Problem description: Please copy the listing below word for word, keeping every line in its original order.

Dataset excerpt:
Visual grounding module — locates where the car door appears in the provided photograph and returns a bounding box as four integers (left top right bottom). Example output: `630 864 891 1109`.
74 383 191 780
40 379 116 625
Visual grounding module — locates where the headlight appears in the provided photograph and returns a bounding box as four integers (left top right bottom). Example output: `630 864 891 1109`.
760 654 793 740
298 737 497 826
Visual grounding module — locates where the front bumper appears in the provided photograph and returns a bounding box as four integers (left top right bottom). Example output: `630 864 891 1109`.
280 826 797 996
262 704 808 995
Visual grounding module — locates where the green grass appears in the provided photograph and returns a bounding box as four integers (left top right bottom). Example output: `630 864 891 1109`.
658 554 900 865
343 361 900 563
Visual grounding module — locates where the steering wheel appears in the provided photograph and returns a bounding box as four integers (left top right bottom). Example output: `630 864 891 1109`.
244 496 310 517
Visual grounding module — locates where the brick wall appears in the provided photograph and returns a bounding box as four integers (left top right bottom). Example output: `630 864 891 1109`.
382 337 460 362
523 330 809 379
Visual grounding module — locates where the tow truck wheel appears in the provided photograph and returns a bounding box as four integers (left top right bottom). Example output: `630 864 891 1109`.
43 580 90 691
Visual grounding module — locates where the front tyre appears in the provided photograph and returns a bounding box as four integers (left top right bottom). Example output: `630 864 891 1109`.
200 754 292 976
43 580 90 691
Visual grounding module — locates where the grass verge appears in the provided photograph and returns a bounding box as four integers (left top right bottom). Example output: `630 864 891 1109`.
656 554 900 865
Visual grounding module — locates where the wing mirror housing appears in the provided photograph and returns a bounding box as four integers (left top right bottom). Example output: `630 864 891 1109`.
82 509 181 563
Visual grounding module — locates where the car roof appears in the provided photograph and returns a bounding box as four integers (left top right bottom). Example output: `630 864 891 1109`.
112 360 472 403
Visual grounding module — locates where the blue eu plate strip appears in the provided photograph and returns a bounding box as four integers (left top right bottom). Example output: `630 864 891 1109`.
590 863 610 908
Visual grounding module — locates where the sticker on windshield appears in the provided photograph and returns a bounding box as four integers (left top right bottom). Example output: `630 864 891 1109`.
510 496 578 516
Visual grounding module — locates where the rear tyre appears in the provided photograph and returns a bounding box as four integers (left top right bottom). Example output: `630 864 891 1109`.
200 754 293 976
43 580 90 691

Answer for this exercise:
Visual grounding module — locates where the car door appears in the provided photograph and returns a bounding box as four integers (left top right bottom). Example output: `630 864 891 1109`.
74 383 191 780
40 379 116 625
Visual grounding module — locates where the headlight appears in the provided photograph and returns a bounding box as four integers (left top right bottom). Example output: `630 864 891 1109`.
760 654 793 740
298 737 497 826
Visual grounding module — locates where the front bumper appears in the provided photograph and returns a bounding box as four integers (left top right bottom). Example output: `630 864 891 1109`.
280 826 797 996
262 704 808 995
Visual grounding module — locates where the green grass appears in the provided photograph and returns a bounding box as four integers (left top right bottom). Example output: `630 864 891 1109`.
658 554 900 865
343 361 900 563
Visual grounding module — locates where the steering wheel appears in the provided photograph and returns a bounding box as four integers (left top right bottom). Example output: `630 864 891 1109`.
244 496 310 517
Visual grounding module — locates where the brick wall appears in the provided photograph and returns a bounding box as four integers (left top right bottom). Example output: `630 864 891 1109`.
382 337 460 362
523 330 809 379
Visual grounding module — locates where the tow truck wheel appears in the provided photograph and returns a bounding box as four integers (left top right bottom). Example output: `630 864 891 1109`.
43 580 90 691
Visual grounding module — locates where the front tyre appears in the provided photograph and returns a bounding box as four integers (left top right bottom). Example output: `630 864 891 1109`.
200 754 292 976
43 580 90 691
Visual grounding module — locates where the grass verge appears in the provided photograph and returns a bounding box as four integers (left top right bottom). Example output: `630 864 891 1109`.
656 554 900 865
Visual grounding module — locates where the wing mirror housing appears in the provided photograph and returns a bounding box as four integers (left top right bottom). Example output: `630 864 891 1109`.
82 509 181 563
Visual grounding module — locates where the car roof appears in the provided photograph and returns a bounding box as four integers (left top right bottom). Example output: `630 864 891 1109`.
112 360 472 403
Visual grounding module — locates where the blue eu plate strip appears in the provided photograph and returns a bounding box as four integers (left top right bottom). Example output: `630 864 891 1109`.
590 863 610 908
Visual grounding module — locates where the sticker on windshield appears in the provided photograph and returns a bounding box as four integers (left top right bottom). Example output: `630 864 891 1109`.
510 496 578 516
Visual grounding module — locates where the rear tyre appears in the provided photograph and returns a bounding box as four integers (left top right bottom). Example output: `630 864 891 1109`.
200 754 293 976
43 580 90 691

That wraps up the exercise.